» **Tasks to perform**
a – Using the UAE economic update, answer each question below.
(i) By what percentage did UAE energy consumption rise last year?
(ii) How many megawatts of electricity will each Barakah reactor be able to produce?
(iii) How long is the pipeline from Abu Dhabi to Fujairah?
b – From the UAE economic update, extract the passage between "With the summer" and "the Dubai economy.", inclusive, copying it exactly.

» **Excerpted text**
§
With the summer heat taking its toll, it comes as no surprise that UAE energy consumption rose 5.2% last year to a frightening level of 1.56 million equivalent barrels a day. Evidently its recent growth rate is amongst the highest in the world – in 2008 there had been a 23% annual jump.
As the mercury seems to be settling in the 40 degrees plus range, the sun is definitely shining on the local retail sector. Although final figures have yet to be announced, it seems that the 2012 Dubai Summer Surprise festival could turn out to be the best ever as some malls report up to 20% increase in business. That being the case, it could add more than US$ 5 billion to the Dubai economy.
There is no doubt that hotels have also felt the benefit from the DSSF with a high number of visitors especially from the GCC countries. H2 will see a further 4,500 units added to the current stock of 54,000 rooms followed by an additional 11,000 rooms between 2013 and 2014.
There were two significant events this week. The first was the formal approval by the Emirates Nuclear Energy Corporation to start work on Units 1 and 2 of the Barakah Nuclear Facility. Each of these Korean-designed reactors will be able to produce 1,400 megawatts of electricity.
The second was the inauguration of the 400 km long pipeline from Abu Dhabi to Fujairah. On its first operational day, 500k barrels of oil were pumped through the new link which has a capacity of 1.8 million barrels or about or 70% of the country’s daily production. One of its major benefits is that it will bypass the Strait of Hormuz and any future problems that could arise.
§
» **Records**
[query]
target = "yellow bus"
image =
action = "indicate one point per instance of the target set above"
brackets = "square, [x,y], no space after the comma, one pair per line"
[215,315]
§
» **Results by task**
a –
(i) 5.2%
(ii) 1,400 megawatts
(iii) 400 km

b –
With the summer heat taking its toll, it comes as no surprise that UAE energy consumption rose 5.2% last year to a frightening level of 1.56 million equivalent barrels a day. Evidently its recent growth rate is amongst the highest in the world – in 2008 there had been a 23% annual jump.
As the mercury seems to be settling in the 40 degrees plus range, the sun is definitely shining on the local retail sector. Although final figures have yet to be announced, it seems that the 2012 Dubai Summer Surprise festival could turn out to be the best ever as some malls report up to 20% increase in business. That being the case, it could add more than US$ 5 billion to the Dubai economy.